Present each line of the material below as a numbered list, leaving out any blank lines.

-----

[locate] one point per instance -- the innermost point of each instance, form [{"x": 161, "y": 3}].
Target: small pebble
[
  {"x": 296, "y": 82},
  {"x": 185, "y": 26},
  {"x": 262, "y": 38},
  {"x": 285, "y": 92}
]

-----

◆ Response ◆
1. [locate] one point per instance -- the innermost point of each instance, form [{"x": 161, "y": 3}].
2. Target: small pebble
3. [
4.   {"x": 296, "y": 82},
5.   {"x": 185, "y": 26},
6.   {"x": 262, "y": 38},
7.   {"x": 285, "y": 92}
8. ]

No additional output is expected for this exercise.